• _AIM_:
In the blog post below, why does the writer think that no longer pumping is one of the main reasons for falling behind on blogging? Answer in one to three sentences.

START PAGE TEXT

Wednesday, February 29, 2012

Blogging...

I have been frustrated with myself in the past few weeks that I have not been on top of my blogging. I now have a running list of things to blog about in which I have not seemed to have time or make time to do. I was reflecting on why this might be:
A) I'm tired of blogging and wanting a break
B) I am procrastinating blogging
C) I finally have time to spend with my husband after Mattie goes to bed and it feels great to just "veg" out in front of the TV or soak in our hot tub (which I couldn't do when pregnant.)
D) I just am not making the time to do it... the tyranny of the urgent. It seems like there is always something more important to get done.

But I think one of the primary reasons is that I am no longer pumping. There was something actually sacred about the 20 minutes that I had to spend 5-7 times a day. It was a time I was "trapped" and not able to do anything but SIT. I don't sit very well. Also, the times in the middle of the night when I was sleep deprived seemed to be my most contemplative times. I am also not in crisis at the moment. I am in recovery. I have discovered from my miscarriage last year and my journey with Julia that when I am in crisis, my first response is to reach out to others. I don't implode, I explode, so to speak. I am an external processor through and through. Blogging was healing for me. I kind of miss the time I had... though I hated getting up in the middle of the night and in the early morning, those were wonderful times alone, by my self, in the quiet. Time to think. I have pondered getting up early to have that time every morning... I've never been very disciplined about the "quiet time thing." But I'm thinking about it. (The thought of setting an alarm when I don't have to just seems so wrong!)

END PAGE TEXT
START MATERIAL PROVIDED

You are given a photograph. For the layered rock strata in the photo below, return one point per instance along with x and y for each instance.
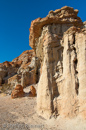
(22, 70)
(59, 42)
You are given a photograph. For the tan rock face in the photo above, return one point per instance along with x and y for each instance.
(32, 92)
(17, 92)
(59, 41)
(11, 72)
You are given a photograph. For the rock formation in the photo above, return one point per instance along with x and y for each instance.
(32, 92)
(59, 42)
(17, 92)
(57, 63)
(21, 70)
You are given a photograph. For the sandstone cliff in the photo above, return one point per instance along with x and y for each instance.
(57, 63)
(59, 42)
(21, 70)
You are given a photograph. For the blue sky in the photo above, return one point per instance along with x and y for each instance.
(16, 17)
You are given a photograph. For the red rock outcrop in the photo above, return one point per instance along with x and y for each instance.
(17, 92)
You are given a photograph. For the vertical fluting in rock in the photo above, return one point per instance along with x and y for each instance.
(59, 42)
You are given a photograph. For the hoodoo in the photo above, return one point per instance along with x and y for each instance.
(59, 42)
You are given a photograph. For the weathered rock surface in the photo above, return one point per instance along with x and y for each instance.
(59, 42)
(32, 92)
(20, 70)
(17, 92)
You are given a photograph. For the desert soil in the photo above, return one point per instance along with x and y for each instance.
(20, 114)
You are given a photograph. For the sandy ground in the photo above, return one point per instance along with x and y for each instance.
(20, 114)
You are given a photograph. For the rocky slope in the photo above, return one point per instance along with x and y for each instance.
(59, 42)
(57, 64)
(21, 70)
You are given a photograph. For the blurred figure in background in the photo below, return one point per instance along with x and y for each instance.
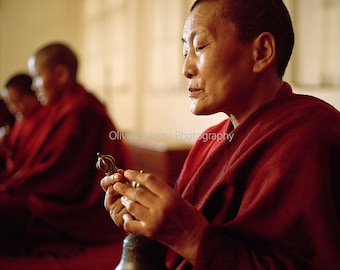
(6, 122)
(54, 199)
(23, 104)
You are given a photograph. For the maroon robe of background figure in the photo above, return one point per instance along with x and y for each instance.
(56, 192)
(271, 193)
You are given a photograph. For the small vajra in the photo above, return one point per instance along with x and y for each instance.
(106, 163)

END MATERIAL PROVIDED

• _RESPONSE TO THIS TASK_:
Pumping took 20 minutes, 5 to 7 times a day, and during that time the writer was "trapped" and could do nothing but sit. Those sessions, especially the sleep-deprived ones in the middle of the night, were the writer's most contemplative times and gave quiet time alone to think.